Selected text: Begin

He made a footnote here of interest: these methods can make families of molecules, but the future will be more autonomous chemistry platforms with the ability to make single molecules.

Assay design

The third and final section started with the statement, “High content screening is a key technology for drug discovery”. Automated microscopy, also known as high content imagers, take snapshots of fixed cells stained with specific fluorescent antibodies, and these images have their features extracted. The drug discovery use cases are manifold: phenotypic screening, determination of mechanism of action, triage or prioritization of molecule hits, determine off-target effects or safety signals, and SAR, or structure/activity relationships, which is the relationship between chemical structure and biological activity.

Dr. Jenkins pointed out these methods fix cells in time, are labor intensive, and you have to move on to other cells to study because those samples have been consumed.

With in silico labeling, AI can be used to predict from brightfield images what the staining will be. Analogous to automatic ‘colorizing’ of black and white photographs, there’s enough context in the photograph to determine hair color, skin color, and the color of objects in the background. The same concept is applied to cell images, and of course these cells can remain in their native growth media.

He used a Schwann cell myelin sheath (protective) illustration, how a drug can delay demyelination or help regrow the myelin. With an antibody assay, the antibody ‘crashes out’ (becomes insoluble) whereas they are able now to predict fluorescence staining from brightfield images. This techniques enables ‘kinetic imaging’, as live cells can be imaged and subsequently analyzed. He showed data where the prediction had an R² of 0.830 to fixed and stained cell imaging.

Selected text: End

**Work to complete**
Resume the write-up on AI in drug discovery, starting right after its final sentence about the R² of 0.830.

Supplied data: Begin

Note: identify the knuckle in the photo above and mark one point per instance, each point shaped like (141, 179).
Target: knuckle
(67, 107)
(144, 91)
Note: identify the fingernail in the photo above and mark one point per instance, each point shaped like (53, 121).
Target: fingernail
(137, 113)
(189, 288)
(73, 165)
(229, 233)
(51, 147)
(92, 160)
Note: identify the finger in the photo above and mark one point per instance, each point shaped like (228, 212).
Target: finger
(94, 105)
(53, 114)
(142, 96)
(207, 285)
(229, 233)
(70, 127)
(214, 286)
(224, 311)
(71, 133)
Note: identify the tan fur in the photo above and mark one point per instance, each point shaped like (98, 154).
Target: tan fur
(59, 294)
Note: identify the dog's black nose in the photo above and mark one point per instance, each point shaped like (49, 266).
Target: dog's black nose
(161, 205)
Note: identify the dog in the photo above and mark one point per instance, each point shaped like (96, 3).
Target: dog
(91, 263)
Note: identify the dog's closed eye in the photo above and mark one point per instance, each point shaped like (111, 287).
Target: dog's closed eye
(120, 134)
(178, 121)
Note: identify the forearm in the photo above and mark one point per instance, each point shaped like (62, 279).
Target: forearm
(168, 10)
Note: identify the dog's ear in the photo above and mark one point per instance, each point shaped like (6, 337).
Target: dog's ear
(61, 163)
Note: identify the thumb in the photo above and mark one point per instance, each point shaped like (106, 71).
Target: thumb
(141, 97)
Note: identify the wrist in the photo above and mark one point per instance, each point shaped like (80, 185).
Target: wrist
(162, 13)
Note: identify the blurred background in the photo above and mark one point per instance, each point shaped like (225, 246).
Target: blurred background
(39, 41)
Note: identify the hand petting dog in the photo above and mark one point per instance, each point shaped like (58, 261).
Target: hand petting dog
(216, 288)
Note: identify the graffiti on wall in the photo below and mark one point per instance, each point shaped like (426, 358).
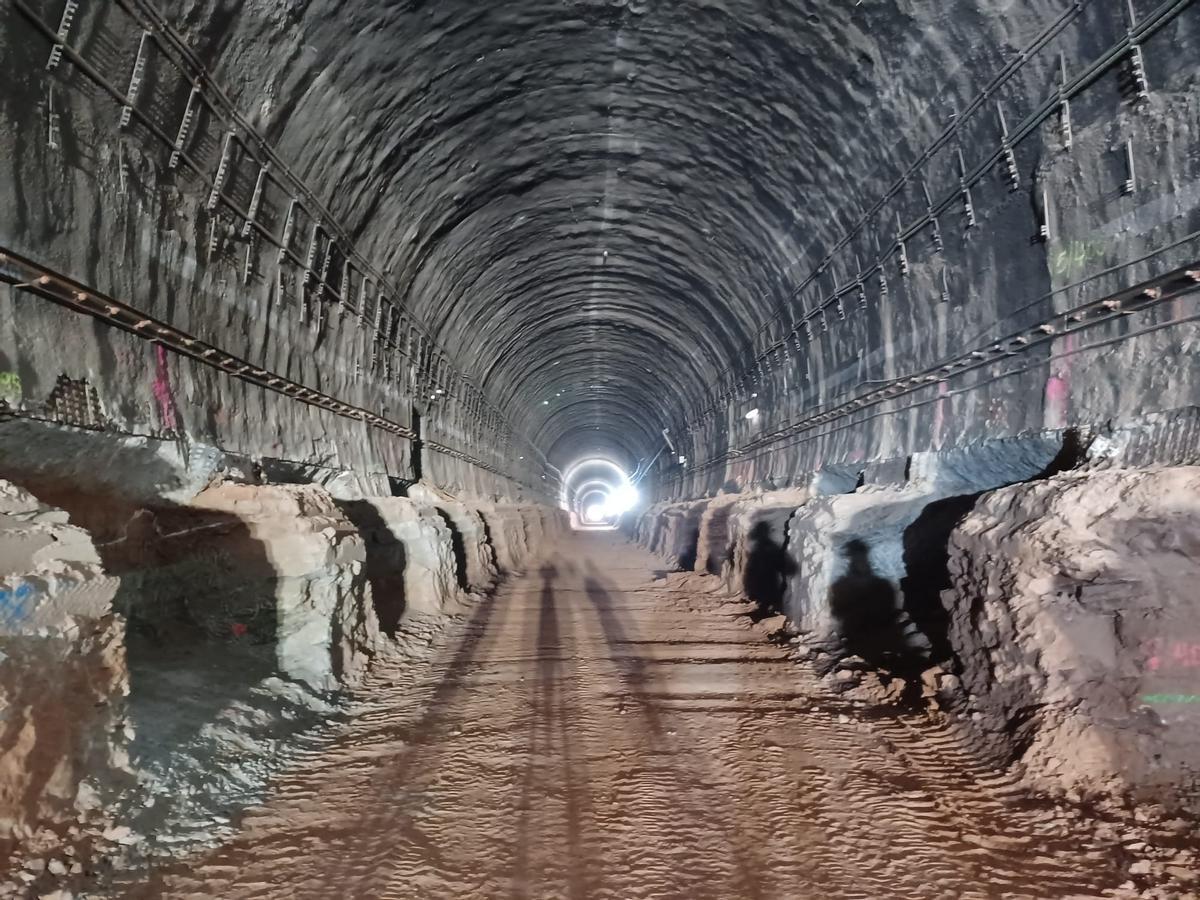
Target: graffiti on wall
(1073, 258)
(10, 388)
(15, 605)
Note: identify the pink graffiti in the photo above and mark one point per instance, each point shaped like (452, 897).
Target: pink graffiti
(940, 413)
(1171, 654)
(162, 390)
(1056, 396)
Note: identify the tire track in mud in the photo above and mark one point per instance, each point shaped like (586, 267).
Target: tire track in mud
(591, 733)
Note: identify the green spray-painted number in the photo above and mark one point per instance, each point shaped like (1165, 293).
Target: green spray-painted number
(10, 387)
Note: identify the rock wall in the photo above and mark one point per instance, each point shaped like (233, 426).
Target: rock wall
(520, 533)
(411, 559)
(63, 676)
(186, 651)
(1050, 613)
(1073, 611)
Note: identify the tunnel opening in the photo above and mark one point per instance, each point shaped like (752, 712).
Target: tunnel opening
(669, 247)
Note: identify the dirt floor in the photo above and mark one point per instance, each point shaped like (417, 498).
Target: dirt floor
(597, 731)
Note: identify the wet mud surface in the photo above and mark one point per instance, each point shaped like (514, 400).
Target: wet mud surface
(594, 732)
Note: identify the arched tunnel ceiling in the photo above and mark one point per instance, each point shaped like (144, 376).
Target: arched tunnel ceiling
(595, 203)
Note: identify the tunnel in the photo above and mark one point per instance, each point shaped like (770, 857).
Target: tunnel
(737, 449)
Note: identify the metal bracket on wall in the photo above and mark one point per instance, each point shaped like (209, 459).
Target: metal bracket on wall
(256, 201)
(53, 132)
(64, 31)
(1007, 155)
(967, 205)
(939, 246)
(1134, 82)
(222, 172)
(185, 126)
(1063, 105)
(136, 76)
(900, 246)
(1131, 184)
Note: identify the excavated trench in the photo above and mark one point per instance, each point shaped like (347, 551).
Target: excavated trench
(599, 449)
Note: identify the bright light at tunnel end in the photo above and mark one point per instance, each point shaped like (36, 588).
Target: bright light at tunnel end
(609, 498)
(619, 502)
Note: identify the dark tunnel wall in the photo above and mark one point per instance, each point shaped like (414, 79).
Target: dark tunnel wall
(618, 217)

Supplied data: End

**Result of the task**
The benefit of this method: The “kinetic reads” are non-destructive (sample sparing); reduction by 80% of reagent consumption, reduction of screening time by 10-fold; and scalable to multiplex screening in silico from brightfield images. These are remarkable efficiencies.

Beyond labeling, Novartis researchers took this a step further. Jenkins showed an AI-generated image of an astronaut riding a horse, where a tool that uses prompts to create images is called Stable Diffusion. Applying this concept to a high content image (he used an image of U2-OS cells treated with a Chk1 inhibitor), they developed a diffusion model conditioned on compound bioactivity profiles for predicting high-content images, a method they call pDIFF. They used predicted QSAR (quantitative structure activity relationship) values for >10,000 dose-response assays, developed an in silico bioactivity profile, developed a diffusion model to go from profile-to-image.

And instead of a novel image, one of an astronaut riding a horse, the pDIFF tool creates a stained cell image.

Using a set of 3,750 MoA (mechanism of action) compounds profiled in the U2-OS cell painting assay, he laid out a 90% training / 10% test set protocol, and showed data how similar the pDIFF generated images were compared to the ‘real’ ones (traditionally fixed and stained). Remarkable work!

And then they could run the diffusion model in reverse; retrieve molecules inducing similar phenotypic outcomes back to known active molecules. (This part I’m going to need to think about some more.) Their first project had measurable impact with this method in early 2025, with a 12-fold hit enrichment and “additional hit expansion ongoing”.

He summarized this section by pointing out a new bottleneck: do we need new models for every cell type and stain used?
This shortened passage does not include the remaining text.